- **EXERCISE**
Rewrite each of the rows below, switching "outline" to "edge" wherever it appears and keeping everything else the same.

- **MATERIAL TO PROCESS**
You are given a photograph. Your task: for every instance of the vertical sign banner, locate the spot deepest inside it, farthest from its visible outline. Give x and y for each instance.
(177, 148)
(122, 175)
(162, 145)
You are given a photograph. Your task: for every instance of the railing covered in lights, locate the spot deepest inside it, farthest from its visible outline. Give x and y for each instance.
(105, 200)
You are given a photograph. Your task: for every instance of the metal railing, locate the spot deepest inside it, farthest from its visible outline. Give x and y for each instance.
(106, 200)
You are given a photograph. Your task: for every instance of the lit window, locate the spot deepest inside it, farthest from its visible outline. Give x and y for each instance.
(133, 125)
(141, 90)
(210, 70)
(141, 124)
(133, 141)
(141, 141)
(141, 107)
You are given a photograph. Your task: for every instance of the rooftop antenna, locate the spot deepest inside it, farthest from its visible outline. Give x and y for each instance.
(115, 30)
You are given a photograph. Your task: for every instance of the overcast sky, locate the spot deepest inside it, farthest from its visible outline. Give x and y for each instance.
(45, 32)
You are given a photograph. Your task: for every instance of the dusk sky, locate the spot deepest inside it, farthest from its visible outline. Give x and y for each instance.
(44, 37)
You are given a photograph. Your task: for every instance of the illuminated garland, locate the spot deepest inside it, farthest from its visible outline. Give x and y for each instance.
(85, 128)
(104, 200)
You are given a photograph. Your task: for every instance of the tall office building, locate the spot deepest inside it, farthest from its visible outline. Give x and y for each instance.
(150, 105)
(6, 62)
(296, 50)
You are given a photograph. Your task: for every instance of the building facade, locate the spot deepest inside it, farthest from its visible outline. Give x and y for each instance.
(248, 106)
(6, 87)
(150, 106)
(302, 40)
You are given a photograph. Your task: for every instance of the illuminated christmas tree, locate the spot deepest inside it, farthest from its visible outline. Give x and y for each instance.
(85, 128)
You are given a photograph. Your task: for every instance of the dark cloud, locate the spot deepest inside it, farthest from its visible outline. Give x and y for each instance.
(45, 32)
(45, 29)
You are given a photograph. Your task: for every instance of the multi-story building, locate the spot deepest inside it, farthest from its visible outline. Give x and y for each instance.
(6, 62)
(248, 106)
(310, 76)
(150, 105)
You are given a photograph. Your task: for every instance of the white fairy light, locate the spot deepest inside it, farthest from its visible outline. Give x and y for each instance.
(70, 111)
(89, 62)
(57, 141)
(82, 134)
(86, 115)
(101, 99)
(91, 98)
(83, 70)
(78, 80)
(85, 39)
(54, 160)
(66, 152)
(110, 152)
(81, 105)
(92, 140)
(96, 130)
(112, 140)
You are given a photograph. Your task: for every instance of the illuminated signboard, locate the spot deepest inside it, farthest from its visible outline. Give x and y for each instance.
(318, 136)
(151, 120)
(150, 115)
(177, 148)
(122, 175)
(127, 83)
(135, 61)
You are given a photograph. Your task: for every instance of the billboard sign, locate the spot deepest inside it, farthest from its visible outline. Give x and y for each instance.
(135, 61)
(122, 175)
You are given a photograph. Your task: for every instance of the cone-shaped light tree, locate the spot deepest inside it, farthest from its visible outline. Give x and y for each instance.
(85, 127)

- **FINISHED TASK**
You are given a photograph. Your task: for every instance of the vertical sign banner, locate the spot deepest inside it, farthest from its visible edge. Give x and y for each instance.
(177, 148)
(122, 175)
(162, 145)
You are given a photograph. Your task: for every instance of the railing covered in lights, locate the spot deepest inside it, farthest from its visible edge. Give x and y for each instance.
(105, 200)
You are given a photograph. Your task: for every instance of the metal railing, locate the spot deepest inside it, farthest from its visible edge. Give x and y for each instance.
(106, 200)
You are given a photograph. Your task: for every instance of the lit window, locate the spot deepest inside it, farthest from its visible edge. Give x and y for each instance.
(133, 125)
(141, 90)
(210, 70)
(141, 124)
(133, 141)
(141, 141)
(141, 107)
You are given a photograph. Your task: for every instance of the rooftop antenna, locate the spot deepest inside it, farthest from its visible edge. Give x and y for each instance.
(115, 30)
You are given a photograph. Your task: for every instance of the overcast sky, locate the spot deepest inside it, farthest from its visible edge. Give x and y for each instance.
(45, 32)
You are given a photograph. Your task: for every instance of the dusk sky, locate the spot deepest inside it, farthest from its visible edge. Give x and y for each instance.
(44, 37)
You are given a photograph. Your task: for every instance of the illuminated garland, locate the spot deepest inside it, farthest from its visible edge. Give x and y for each instance.
(85, 128)
(104, 200)
You are given a photograph. Your task: for every instance of the tall office building, locate the spot deepest inside it, farthest from its visible edge. Give x and y for each instance.
(150, 105)
(6, 62)
(296, 50)
You are given a photograph. Your task: for every instance of the building facade, locate the spot deepest inside it, farthest from its visible edge. Give x and y for each instance.
(248, 106)
(6, 87)
(150, 106)
(302, 40)
You are given a photograph. Your task: for every instance of the illuminated christmas tree, locate the spot deepest inside it, farthest from its visible edge. Give x and y for each instance.
(85, 128)
You are given a photograph. Your task: for every instance of the dark cloud, locate the spot deepest inside it, farthest from its visible edge. Give x and y for each instance.
(45, 32)
(45, 29)
You are given a photograph. Your task: for every instance of the multi-story building, locate the spot deepest inside it, farthest from its visible edge. Give x and y for each instance.
(6, 62)
(248, 106)
(310, 76)
(150, 105)
You are given a photograph. Your task: for every instance of the white fairy light, locate the spot deepest inside it, farthest from its visible edge. Give x and y for each instance.
(70, 111)
(89, 62)
(57, 141)
(82, 134)
(86, 115)
(101, 99)
(91, 98)
(83, 70)
(78, 80)
(85, 39)
(54, 160)
(66, 152)
(110, 152)
(81, 105)
(92, 140)
(96, 130)
(112, 140)
You are given a photograph. Your task: for every instance of the illuminated signboard, locate the spot deepest inside it, farthest from its visible edge. Give x and y for each instance.
(318, 136)
(151, 120)
(150, 115)
(177, 148)
(122, 175)
(127, 83)
(135, 61)
You are given a photograph. Your task: for every instance of the billboard sign, locate the spot deepest inside it, farthest from its visible edge. Give x and y for each instance.
(135, 61)
(122, 175)
You are given a photograph. Your task: for every instance of the cone-shaped light tree, locate the spot deepest inside it, farthest from its visible edge. Give x and y for each instance.
(85, 127)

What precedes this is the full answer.